_Short problem_
Update the lines below by changing every "Found at" to "Located at", and keep everything else the same.

Coordinate labeling data:
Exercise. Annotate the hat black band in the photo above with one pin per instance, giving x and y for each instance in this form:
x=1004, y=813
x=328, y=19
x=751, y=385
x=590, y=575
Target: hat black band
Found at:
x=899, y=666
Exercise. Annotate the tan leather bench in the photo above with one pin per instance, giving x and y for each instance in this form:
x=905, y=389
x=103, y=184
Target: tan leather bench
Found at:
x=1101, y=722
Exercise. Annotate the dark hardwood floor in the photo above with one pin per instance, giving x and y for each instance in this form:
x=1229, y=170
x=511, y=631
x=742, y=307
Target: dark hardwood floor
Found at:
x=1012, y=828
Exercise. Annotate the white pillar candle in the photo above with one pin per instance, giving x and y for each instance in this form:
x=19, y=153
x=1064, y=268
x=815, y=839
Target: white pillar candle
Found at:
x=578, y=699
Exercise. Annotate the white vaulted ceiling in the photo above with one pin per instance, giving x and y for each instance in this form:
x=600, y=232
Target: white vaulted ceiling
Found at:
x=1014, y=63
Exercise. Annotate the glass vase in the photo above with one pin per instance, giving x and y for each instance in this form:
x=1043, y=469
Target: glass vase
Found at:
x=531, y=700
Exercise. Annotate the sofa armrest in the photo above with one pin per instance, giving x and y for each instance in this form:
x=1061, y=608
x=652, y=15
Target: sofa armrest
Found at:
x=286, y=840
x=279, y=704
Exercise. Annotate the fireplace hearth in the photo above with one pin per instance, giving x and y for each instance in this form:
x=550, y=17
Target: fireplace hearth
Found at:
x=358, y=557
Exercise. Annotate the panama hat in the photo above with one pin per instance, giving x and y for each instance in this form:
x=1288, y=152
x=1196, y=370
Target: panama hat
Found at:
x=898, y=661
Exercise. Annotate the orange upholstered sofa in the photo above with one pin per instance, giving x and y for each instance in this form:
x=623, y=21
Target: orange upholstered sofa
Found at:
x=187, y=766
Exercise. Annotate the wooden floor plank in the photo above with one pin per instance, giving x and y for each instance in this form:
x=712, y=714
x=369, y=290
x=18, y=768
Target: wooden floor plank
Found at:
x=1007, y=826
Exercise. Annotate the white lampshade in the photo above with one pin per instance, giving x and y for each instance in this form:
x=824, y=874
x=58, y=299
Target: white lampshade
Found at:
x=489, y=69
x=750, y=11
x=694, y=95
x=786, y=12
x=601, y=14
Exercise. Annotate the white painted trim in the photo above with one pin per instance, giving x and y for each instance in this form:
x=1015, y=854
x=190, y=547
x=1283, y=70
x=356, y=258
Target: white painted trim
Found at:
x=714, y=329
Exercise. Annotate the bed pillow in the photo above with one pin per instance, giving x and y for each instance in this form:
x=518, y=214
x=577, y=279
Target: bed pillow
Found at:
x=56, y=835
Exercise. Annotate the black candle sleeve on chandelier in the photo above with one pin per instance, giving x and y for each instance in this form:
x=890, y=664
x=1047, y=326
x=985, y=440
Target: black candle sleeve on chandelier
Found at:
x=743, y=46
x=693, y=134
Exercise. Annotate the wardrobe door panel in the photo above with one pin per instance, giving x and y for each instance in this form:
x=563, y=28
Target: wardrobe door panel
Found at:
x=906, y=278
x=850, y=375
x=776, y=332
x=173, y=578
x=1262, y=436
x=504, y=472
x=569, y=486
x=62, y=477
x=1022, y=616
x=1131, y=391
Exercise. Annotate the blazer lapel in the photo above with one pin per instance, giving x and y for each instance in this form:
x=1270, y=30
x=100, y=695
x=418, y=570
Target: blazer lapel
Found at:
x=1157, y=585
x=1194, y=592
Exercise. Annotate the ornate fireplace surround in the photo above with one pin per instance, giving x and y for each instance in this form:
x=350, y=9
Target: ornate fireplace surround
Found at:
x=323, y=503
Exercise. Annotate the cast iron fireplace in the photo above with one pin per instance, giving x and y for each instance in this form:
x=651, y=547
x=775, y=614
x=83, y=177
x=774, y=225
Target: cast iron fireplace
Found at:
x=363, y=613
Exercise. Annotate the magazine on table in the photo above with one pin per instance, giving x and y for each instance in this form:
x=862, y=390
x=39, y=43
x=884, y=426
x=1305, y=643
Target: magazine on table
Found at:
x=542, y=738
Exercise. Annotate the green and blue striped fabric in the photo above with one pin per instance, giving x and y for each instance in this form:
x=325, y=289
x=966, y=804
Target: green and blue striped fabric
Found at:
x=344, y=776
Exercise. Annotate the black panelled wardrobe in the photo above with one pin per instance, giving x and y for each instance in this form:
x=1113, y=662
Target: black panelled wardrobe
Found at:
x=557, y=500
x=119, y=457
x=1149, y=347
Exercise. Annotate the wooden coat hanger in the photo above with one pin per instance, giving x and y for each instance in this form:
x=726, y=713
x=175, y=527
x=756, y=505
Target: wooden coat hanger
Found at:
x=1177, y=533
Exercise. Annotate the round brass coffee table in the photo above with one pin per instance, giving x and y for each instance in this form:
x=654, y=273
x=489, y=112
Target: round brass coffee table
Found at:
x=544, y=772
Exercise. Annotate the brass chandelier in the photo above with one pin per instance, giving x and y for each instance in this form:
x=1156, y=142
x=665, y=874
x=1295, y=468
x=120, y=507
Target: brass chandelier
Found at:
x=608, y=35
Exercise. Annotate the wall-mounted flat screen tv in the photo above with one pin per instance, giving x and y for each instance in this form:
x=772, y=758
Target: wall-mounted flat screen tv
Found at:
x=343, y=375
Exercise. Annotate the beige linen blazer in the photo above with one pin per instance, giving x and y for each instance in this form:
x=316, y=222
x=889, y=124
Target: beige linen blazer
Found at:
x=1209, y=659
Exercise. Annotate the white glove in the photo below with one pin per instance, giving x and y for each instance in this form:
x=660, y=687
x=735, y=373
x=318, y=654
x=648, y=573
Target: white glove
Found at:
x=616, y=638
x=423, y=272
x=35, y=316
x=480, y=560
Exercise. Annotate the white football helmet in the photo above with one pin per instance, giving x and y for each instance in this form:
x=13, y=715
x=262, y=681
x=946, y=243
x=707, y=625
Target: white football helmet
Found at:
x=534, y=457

_Solved exercise_
Exercise. Annotate the hat black band in the photo above with one pin per instance, giving x and y for each instance in this form:
x=1004, y=813
x=328, y=19
x=751, y=385
x=590, y=575
Target: hat black band
Located at:
x=899, y=666
Exercise. Annotate the tan leather bench in the photo above with one pin per instance, giving x and y for each instance in this form:
x=905, y=389
x=103, y=184
Target: tan leather bench
Located at:
x=1101, y=722
Exercise. Annotate the dark hardwood floor in the photo above with one pin per instance, giving x and y for each instance in this form:
x=1229, y=170
x=511, y=631
x=742, y=307
Target: dark hardwood floor
Located at:
x=1012, y=828
Exercise. Annotate the white pillar candle in the photo above with one pin per instance, giving x and y for each instance in this form:
x=19, y=153
x=1064, y=268
x=815, y=839
Target: white pillar candle
Located at:
x=578, y=699
Exercise. Annotate the white vaulted ceiling in the photo above with one pin per instance, giving x and y for each instance in this form:
x=600, y=232
Target: white vaulted ceiling
Located at:
x=1014, y=63
Exercise. Annotate the glass vase in the photo above with one pin per instance, giving x and y for each instance in this form:
x=1043, y=469
Target: glass vase
Located at:
x=531, y=700
Exercise. Annotate the sofa armrest in the photo above with one pin per instance, giving x and y for each instance in this form:
x=1061, y=608
x=652, y=15
Target: sofa armrest
Located at:
x=286, y=840
x=279, y=704
Exercise. Annotate the fireplace hearth in the photo above with one pin per instance, giving x and y for each instance in this form:
x=550, y=17
Target: fireplace hearth
Located at:
x=358, y=557
Exercise. Annotate the panama hat in the photo above with one pin per instance, giving x and y for each instance in this form:
x=1288, y=152
x=1196, y=370
Target: panama hat
Located at:
x=898, y=661
Exercise. Annotate the orange upholstered sofa in the photo above with one pin per instance, giving x and y for each instance in this form:
x=623, y=21
Target: orange upholstered sofa
Located at:
x=187, y=766
Exercise. Annotate the wooden floor plank in the photo above with one pin per instance, giving x and y for each instance in this form:
x=712, y=714
x=369, y=290
x=18, y=768
Target: wooden floor plank
Located at:
x=1007, y=826
Exercise. Annotate the white lampshade in the photo above with one pin per instance, giving x and y for each instance in this form:
x=824, y=874
x=58, y=299
Target: white lampshade
Located at:
x=489, y=69
x=750, y=11
x=694, y=95
x=786, y=12
x=601, y=14
Exercise. Annotate the white painted trim in the photo above with one pin per instance, giving x and y for each instance in this form:
x=1015, y=854
x=190, y=547
x=1283, y=70
x=356, y=258
Target: white painted trim
Located at:
x=714, y=329
Exercise. Annotate the bed pillow in the photo above with one pin per instance, giving x and y for each instance in this form:
x=518, y=214
x=577, y=279
Target: bed pillow
Located at:
x=56, y=835
Exercise. Annotate the black candle sleeve on chandelier in the photo above with one pin per instance, giving x and y for each instance in this form:
x=890, y=664
x=1047, y=326
x=985, y=440
Target: black candle sleeve on chandelier
Located at:
x=743, y=46
x=693, y=134
Exercise. Annotate the wardrobe door panel in the photo above with one pin per instance, giving x and y for each instance in this form:
x=563, y=28
Target: wardrobe door panel
Located at:
x=906, y=278
x=850, y=375
x=776, y=332
x=173, y=578
x=1262, y=436
x=504, y=472
x=569, y=486
x=62, y=477
x=1022, y=616
x=1131, y=391
Exercise. Annotate the blazer lapel in the photo above with one pin per instance, giving x and y for each instance in this form:
x=1270, y=30
x=100, y=695
x=418, y=570
Target: blazer lapel
Located at:
x=1157, y=585
x=1194, y=592
Exercise. Annotate the ornate fireplace surround in the photo above with one pin per instance, giving x and y for each instance in this form:
x=350, y=9
Target: ornate fireplace surround
Located at:
x=323, y=503
Exercise. Annotate the cast iron fireplace in the photo above with one pin per instance, giving x and y for each instance in this form:
x=651, y=547
x=775, y=614
x=83, y=177
x=774, y=225
Target: cast iron fireplace
Located at:
x=363, y=613
Exercise. Annotate the magazine on table in the photo above with one pin per instance, giving x and y for each instance in this form:
x=862, y=390
x=39, y=43
x=884, y=426
x=1305, y=643
Target: magazine on table
Located at:
x=542, y=738
Exercise. Annotate the green and blue striped fabric in the photo above with one pin per instance, giving x and y for each instance in this form:
x=325, y=289
x=966, y=804
Target: green and blue striped fabric
Located at:
x=344, y=776
Exercise. Annotate the black panelled wardrobe in the photo above with one pin per instance, giving x and y for each instance in this form:
x=1113, y=662
Target: black panelled wardrobe
Located at:
x=557, y=500
x=119, y=457
x=1149, y=347
Exercise. Annotate the wooden coat hanger in the photo above with one pin per instance, giving x and y for each instance in this form:
x=726, y=713
x=175, y=527
x=756, y=505
Target: wooden coat hanger
Located at:
x=1177, y=533
Exercise. Annotate the round brass coffee table in the photo above with one pin per instance, giving x and y for each instance in this form:
x=654, y=273
x=489, y=112
Target: round brass coffee table
Located at:
x=544, y=772
Exercise. Annotate the brass chandelier in the photo above with one pin per instance, giving x and y for each instance in this form:
x=1156, y=142
x=665, y=874
x=1295, y=468
x=120, y=507
Target: brass chandelier
Located at:
x=608, y=35
Exercise. Annotate the wall-mounted flat screen tv in the photo above with one pin per instance, giving x and y for each instance in this form:
x=772, y=758
Target: wall-mounted flat screen tv
Located at:
x=343, y=375
Exercise. Annotate the beige linen blazer in the photo above with one pin per instance, giving x and y for each instance in this form:
x=316, y=222
x=889, y=124
Target: beige linen blazer
Located at:
x=1209, y=659
Exercise. Annotate the white glove in the photo below with one pin per instance, giving x and y for each instance in this form:
x=660, y=687
x=735, y=373
x=318, y=654
x=648, y=573
Target: white glove
Located at:
x=616, y=638
x=423, y=272
x=35, y=316
x=480, y=560
Exercise. Annotate the white football helmet in the photo above with one pin per instance, giving x and y for each instance in this form:
x=13, y=715
x=262, y=681
x=946, y=243
x=707, y=625
Target: white football helmet
Located at:
x=534, y=457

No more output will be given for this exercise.